**Указание A**: Воспроизведите часть рассказа о звонке князя Шварценберга, которая открывается словами «Она повернулась и» и завершается словами «старом, поношенном халате.», поменяв «королевством» на «монархией».
**Указание B**: Подхватите рассказ о звонке князя Шварценберга и продолжите его после последней приведенной фразы.

**Фрагмент текста**:
::::::::

— Войдите! — сказал я.
Дверь распахнулась, и в комнату вошла Аннетка в чем-то кружевном, пышном и потрясающем. Наверное, это было ее подвенечное платье. Волосы ее были тщательно уложены. Она шла так, как будто была сделана из тонкого фарфора.
— Вам звонили, пан Форман, — сказала она.
— А, хорошо, а кто?
— Князь Шварценберг из Вены.
— А что он сказал?
— Он ничего не передавал.
— Спасибо…
— Спокойной ночи, пан Форман.
Она повернулась и выплыла из комнаты.
Мне потребовалось какое-то время, чтобы осознать случившееся, а потом я сообразил, что, если бы Чехословакия по-прежнему была королевством, князь Шварценберг был бы главой государства, и Аннетка просто не могла сообщить мне о звонке своего короля в старом, поношенном халате.

::::::::

**Записи**:
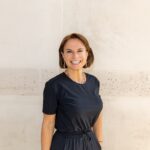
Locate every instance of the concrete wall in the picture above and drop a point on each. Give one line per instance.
(30, 33)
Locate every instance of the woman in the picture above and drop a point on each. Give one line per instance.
(71, 101)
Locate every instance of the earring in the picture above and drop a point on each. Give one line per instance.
(86, 65)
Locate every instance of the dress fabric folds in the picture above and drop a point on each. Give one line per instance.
(77, 107)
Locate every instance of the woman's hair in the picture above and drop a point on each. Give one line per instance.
(90, 58)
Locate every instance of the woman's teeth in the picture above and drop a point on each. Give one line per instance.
(75, 62)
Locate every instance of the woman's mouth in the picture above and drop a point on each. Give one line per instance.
(75, 62)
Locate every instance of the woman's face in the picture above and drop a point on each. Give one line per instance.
(75, 54)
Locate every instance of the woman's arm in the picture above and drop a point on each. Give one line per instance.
(97, 128)
(47, 131)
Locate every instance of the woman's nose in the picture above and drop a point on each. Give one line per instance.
(75, 55)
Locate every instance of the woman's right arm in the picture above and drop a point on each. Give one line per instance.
(47, 131)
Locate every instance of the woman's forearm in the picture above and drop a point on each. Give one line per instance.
(46, 136)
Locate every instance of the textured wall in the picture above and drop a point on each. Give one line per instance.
(119, 35)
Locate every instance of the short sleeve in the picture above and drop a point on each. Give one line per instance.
(49, 99)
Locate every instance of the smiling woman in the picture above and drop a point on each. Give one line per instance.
(71, 101)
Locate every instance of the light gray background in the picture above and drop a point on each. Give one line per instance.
(119, 33)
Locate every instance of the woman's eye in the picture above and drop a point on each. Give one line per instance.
(68, 51)
(80, 50)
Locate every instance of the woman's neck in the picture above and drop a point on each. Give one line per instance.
(76, 75)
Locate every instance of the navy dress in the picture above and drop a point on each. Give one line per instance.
(77, 107)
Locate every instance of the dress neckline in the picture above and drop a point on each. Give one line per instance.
(86, 75)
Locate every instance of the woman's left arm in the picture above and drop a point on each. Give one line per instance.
(97, 128)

::::::::

**Ответ на задание A**:
Она повернулась и выплыла из комнаты.
Мне потребовалось какое-то время, чтобы осознать случившееся, а потом я сообразил, что, если бы Чехословакия по-прежнему была монархией, князь Шварценберг был бы главой государства, и Аннетка просто не могла сообщить мне о звонке своего короля в старом, поношенном халате.

**Ответ на задание B**:
Осведомители и овощи
Мне было трудно объяснить американским и английским членам съемочной группы реалии повседневной жизни в Чехословакии. Они либо повсюду видели шпиков, либо не замечали, что за ними следят, а в их номерах установлены микрофоны. Им было не так-то легко понять, что нормальная жизнь должна изо дня в день идти под наблюдением, что от этого нужно просто отключиться и продолжать работать, что к этому можно привыкнуть и что это тоже может наскучить.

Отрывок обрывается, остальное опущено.